▶ [Seçilen Metin]
—————

MHP Grup Başkan Vekili Oktay Vural, Cumhurbaşkanı Recep Tayyip Erdoğan’ın Merkez Bankası’yla ilgili yaptığı açıklamlarla başbakanken yaptığı açıklamaların birbirinin zıttı olduğunu belirterek, “Cumhurbaşkanı Erdoğan Başbakan Erdoğan’a karşı. Habire paralelleri ortaya çıkıyor” dedi. Bank Asya ile ilgi kararın da siyasi olduğunu, MİT Müsteşarı Hakan Fidan’ın artık MİT’i yönetemeyeceği için istifa etmesi gerektini öne süren Vural, başkanlık sistemi tartışmaları ve Cumhurbaşkanı Erdoğan’ın açıklamalarının ülkeyi siyasi ve ekonomik belirsizlik içine soktuğunu söyledi.
Oktay Vural, MHP İzmir İl Başkanlığı’nda ülke gündemiyle ilgili konularda basın toplantısı yaptı. Vural, iktidarının 13’üncü yılını sürdüren AK Parti Hükümeti ve geçen 10 Ağustos’ta Cumhurbaşkanı seçilen Recep Tayyip Erdoğan’ın, siyasi ve ekonomik belirsizliklerin kaynağı olduğunu söyledi.
Başkanlık tartışmalarının Türkiye’de parlamenter demokratik sistemi tartışılır hale getirdiğini, sistem belirsizliğine soktuğunu belirten Vural, hukuk devletinin adeta askıya alındığını dile getirdi.

—————

[Nesne konumlarına ilişkin veri kümesi kayıtları]
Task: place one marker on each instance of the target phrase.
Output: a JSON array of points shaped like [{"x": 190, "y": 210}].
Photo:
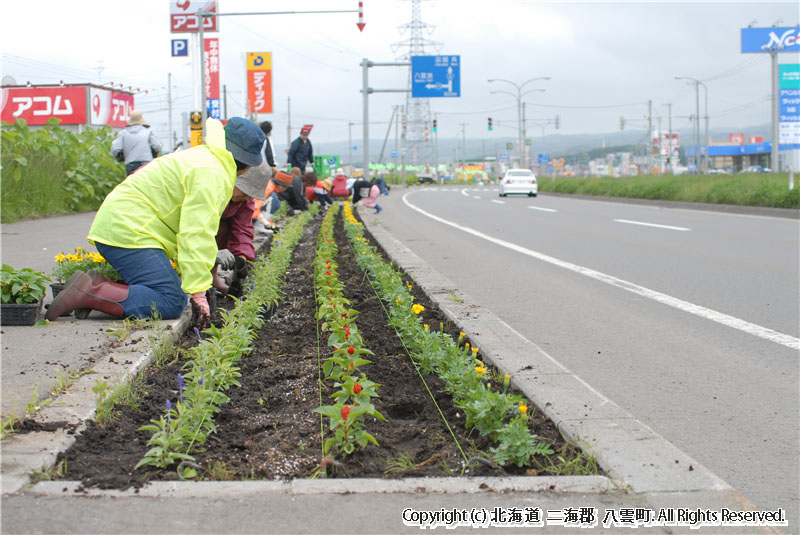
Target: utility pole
[
  {"x": 350, "y": 143},
  {"x": 225, "y": 101},
  {"x": 436, "y": 149},
  {"x": 169, "y": 105},
  {"x": 650, "y": 136},
  {"x": 773, "y": 157},
  {"x": 669, "y": 144},
  {"x": 288, "y": 124},
  {"x": 464, "y": 152}
]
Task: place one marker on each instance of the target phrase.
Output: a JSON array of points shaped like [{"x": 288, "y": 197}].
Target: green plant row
[
  {"x": 353, "y": 399},
  {"x": 757, "y": 189},
  {"x": 498, "y": 414},
  {"x": 51, "y": 170},
  {"x": 212, "y": 367}
]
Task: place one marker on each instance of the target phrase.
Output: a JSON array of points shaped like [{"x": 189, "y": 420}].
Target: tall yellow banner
[{"x": 259, "y": 82}]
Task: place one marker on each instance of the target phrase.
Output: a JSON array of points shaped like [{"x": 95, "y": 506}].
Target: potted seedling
[{"x": 22, "y": 295}]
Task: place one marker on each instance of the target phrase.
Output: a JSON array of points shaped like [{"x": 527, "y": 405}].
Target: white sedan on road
[{"x": 519, "y": 181}]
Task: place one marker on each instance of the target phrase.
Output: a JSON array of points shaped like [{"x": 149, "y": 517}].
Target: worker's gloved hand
[
  {"x": 225, "y": 259},
  {"x": 239, "y": 275},
  {"x": 201, "y": 312}
]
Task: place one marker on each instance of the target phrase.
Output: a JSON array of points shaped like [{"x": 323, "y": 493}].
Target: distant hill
[{"x": 556, "y": 145}]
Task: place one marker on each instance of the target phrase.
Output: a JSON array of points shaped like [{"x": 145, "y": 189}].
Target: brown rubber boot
[
  {"x": 97, "y": 278},
  {"x": 83, "y": 295}
]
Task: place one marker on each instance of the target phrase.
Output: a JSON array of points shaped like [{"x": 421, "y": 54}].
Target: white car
[{"x": 519, "y": 181}]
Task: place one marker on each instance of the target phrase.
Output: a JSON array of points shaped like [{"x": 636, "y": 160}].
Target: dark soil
[{"x": 268, "y": 430}]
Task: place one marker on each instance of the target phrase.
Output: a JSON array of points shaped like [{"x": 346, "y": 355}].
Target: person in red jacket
[{"x": 235, "y": 234}]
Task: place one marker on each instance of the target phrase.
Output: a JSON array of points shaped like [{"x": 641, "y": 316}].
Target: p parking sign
[{"x": 180, "y": 47}]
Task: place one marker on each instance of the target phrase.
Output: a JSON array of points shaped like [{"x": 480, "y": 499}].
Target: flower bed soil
[{"x": 268, "y": 430}]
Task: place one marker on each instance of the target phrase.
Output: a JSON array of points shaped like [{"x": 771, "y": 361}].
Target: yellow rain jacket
[{"x": 174, "y": 203}]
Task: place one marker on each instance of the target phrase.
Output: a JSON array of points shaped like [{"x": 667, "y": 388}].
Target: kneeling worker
[{"x": 169, "y": 209}]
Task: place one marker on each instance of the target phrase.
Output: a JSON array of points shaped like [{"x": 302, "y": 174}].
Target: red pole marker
[{"x": 361, "y": 22}]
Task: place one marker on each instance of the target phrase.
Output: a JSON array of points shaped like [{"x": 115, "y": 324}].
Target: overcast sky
[{"x": 605, "y": 59}]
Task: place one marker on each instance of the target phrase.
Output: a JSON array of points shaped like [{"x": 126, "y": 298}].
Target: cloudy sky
[{"x": 605, "y": 60}]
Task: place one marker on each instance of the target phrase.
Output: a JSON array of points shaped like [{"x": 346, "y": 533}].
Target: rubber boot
[
  {"x": 82, "y": 294},
  {"x": 97, "y": 278}
]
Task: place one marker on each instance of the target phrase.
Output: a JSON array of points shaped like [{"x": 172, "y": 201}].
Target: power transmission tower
[{"x": 418, "y": 110}]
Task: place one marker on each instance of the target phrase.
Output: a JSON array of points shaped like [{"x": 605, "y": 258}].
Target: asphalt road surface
[{"x": 687, "y": 319}]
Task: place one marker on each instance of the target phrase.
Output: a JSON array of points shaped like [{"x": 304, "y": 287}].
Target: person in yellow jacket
[{"x": 168, "y": 209}]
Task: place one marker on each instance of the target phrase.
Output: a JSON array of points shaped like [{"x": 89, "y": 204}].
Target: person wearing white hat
[
  {"x": 235, "y": 233},
  {"x": 136, "y": 144},
  {"x": 168, "y": 210}
]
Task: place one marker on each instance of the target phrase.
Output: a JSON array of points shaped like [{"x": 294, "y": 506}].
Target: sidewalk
[{"x": 646, "y": 472}]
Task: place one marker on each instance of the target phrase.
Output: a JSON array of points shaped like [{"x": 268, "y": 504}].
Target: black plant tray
[{"x": 20, "y": 314}]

—————

▶ [Talimatlar ve Koşullar] Oktay Vural'ın açıklamalarını aktaran metinden "Oktay Vural, MHP" sözleriyle başlayıp "alındığını dile getirdi." sözlerine kadar süren bölümü hiçbir değişiklik yapmadan yazınız.

▶ [Aşağıdaki Çıktı]
Oktay Vural, MHP İzmir İl Başkanlığı’nda ülke gündemiyle ilgili konularda basın toplantısı yaptı. Vural, iktidarının 13’üncü yılını sürdüren AK Parti Hükümeti ve geçen 10 Ağustos’ta Cumhurbaşkanı seçilen Recep Tayyip Erdoğan’ın, siyasi ve ekonomik belirsizliklerin kaynağı olduğunu söyledi.
Başkanlık tartışmalarının Türkiye’de parlamenter demokratik sistemi tartışılır hale getirdiğini, sistem belirsizliğine soktuğunu belirten Vural, hukuk devletinin adeta askıya alındığını dile getirdi.